→ **Passage provided**
┄┄┄┄┄┄┄┄┄┄
Firstly, there's the victim's anti-clerical, diminutive secretary, Brinkman, who may have been in the best position to have done some tampering, but lacked a motive. Simmonds is Mottram's disinherited nephew who disliked his uncle very much and possible had a foot inside the door of the inn, but would not have gotten a dime out of his uncle's death. Mr. Pulteney is a schoolmaster on holiday with no apparent link to the victim, except staying at the same inn, but "shows rather too much curiosity" as he acts almost like a fourth detective. Pulteney even draws an interesting comparison between schoolmasters and detectives as part of his function is having to figure out "who threw the butter at the ceiling, which boy cribbed from which, where the missing postage-stamp has got to." This was echoed more than a decade later by Dr. Gideon Fell in John Dickson Carr's The Problem of the Green Capsule (1939).
There's an element to the story, a core component of the puzzle plot, clearly betraying the influence G.K. Chesterton had on Knox. Mottram had been pestering the local bishop whether it's "lawful to do evil in order that good might come." I don't think he handled this good-evil paradox as good as Chesterton would have done, but it was put to good use as an important puzzle-piece.
┄┄┄┄┄┄┄┄┄┄
→ **Exercise 1**
Say whether each statement below agrees with the passage about Mottram's death. Answer yes or no for each and quote the exact words of the passage that decide it.
(a) Brinkman had no motive.
(b) Simmonds stood to gain money from his uncle's death.
(c) Pulteney had a known connection to the victim beyond the inn.
→ **Exercise 2**
Carry on the passage about Mottram's death, starting after its final sentence.
┄┄┄┄┄┄┄┄┄┄
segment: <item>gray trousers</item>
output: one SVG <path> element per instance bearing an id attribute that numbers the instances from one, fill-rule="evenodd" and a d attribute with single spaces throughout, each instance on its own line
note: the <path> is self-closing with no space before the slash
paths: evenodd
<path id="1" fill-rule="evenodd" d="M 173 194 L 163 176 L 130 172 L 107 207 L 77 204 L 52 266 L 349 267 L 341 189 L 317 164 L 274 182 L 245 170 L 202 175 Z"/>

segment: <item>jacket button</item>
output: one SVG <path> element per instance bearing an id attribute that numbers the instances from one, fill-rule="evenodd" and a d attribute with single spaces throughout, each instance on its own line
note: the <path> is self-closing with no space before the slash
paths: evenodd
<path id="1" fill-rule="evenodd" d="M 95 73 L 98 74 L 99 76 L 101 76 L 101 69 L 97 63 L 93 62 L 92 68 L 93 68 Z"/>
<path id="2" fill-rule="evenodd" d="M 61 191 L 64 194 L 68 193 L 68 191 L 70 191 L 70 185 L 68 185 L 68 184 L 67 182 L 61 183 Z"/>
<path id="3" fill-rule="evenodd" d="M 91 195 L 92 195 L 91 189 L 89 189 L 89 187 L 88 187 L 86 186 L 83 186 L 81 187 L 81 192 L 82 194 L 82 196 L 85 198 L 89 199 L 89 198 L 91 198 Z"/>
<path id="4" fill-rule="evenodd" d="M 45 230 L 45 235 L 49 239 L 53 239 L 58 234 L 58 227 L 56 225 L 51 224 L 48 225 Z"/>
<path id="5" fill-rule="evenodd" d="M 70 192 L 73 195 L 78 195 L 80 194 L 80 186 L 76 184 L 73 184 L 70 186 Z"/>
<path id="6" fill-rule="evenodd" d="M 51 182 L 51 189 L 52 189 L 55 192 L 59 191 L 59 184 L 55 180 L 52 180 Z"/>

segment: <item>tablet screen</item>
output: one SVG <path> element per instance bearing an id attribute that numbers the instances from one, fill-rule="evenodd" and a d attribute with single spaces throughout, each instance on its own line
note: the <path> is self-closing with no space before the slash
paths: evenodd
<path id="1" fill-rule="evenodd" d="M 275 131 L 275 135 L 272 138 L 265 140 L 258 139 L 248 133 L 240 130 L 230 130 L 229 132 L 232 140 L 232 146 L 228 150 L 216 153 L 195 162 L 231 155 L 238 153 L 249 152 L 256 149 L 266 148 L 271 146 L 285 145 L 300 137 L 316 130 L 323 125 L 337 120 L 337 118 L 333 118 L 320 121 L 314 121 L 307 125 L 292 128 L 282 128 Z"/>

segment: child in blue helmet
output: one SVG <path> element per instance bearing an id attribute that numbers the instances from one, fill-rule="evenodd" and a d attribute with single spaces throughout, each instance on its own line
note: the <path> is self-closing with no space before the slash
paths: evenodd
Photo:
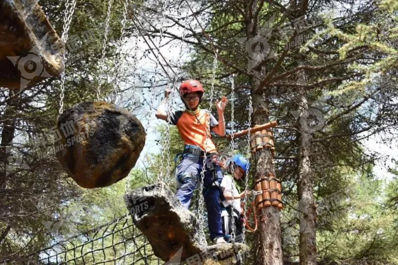
<path id="1" fill-rule="evenodd" d="M 248 172 L 250 163 L 241 155 L 235 155 L 227 164 L 226 172 L 224 174 L 220 185 L 223 192 L 221 197 L 221 221 L 224 238 L 227 242 L 232 242 L 232 218 L 234 220 L 234 232 L 236 242 L 241 242 L 243 222 L 240 200 L 245 197 L 245 191 L 239 192 L 235 180 L 239 180 Z M 233 175 L 232 176 L 232 175 Z M 247 195 L 250 194 L 247 191 Z M 233 197 L 233 201 L 232 201 Z M 233 217 L 232 217 L 233 216 Z"/>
┄┄┄┄┄┄┄┄┄┄
→ **Expected output 1**
(a) Yes: "but lacked a motive."
(b) No: "would not have gotten a dime out of his uncle's death."
(c) No: "with no apparent link to the victim, except staying at the same inn."

→ **Expected output 2**
Miles, Angela and Leyland throw themselves at these contradictory problems with all the zest and zeal of spirited amateur detectives instead of salaried employers. A discussion of detective stories is used to check which brand of cigarettes everyone is smoking and a fake conversation is staged for the benefit of an eavesdropper, but some of their questions prove to have unexpected answers and even the best laid plans can backfire. Slowly, but surely, they work towards a solution. Well, there actually are three solutions with two of them being false-solutions in the tradition of Berkeley. However, the three solutions is also where the only flaw of the story is revealed.
The Three Taps is one of those detective novels in which one of the false-solutions is better and more inspired than the correct solution. Not that the correct solution is bad, or unsatisfying, but not as clever or inspired as the first false-solution. What the solution lacked in brains was made up with guts, because it was very gutsy to use it as an explanation. And it worked!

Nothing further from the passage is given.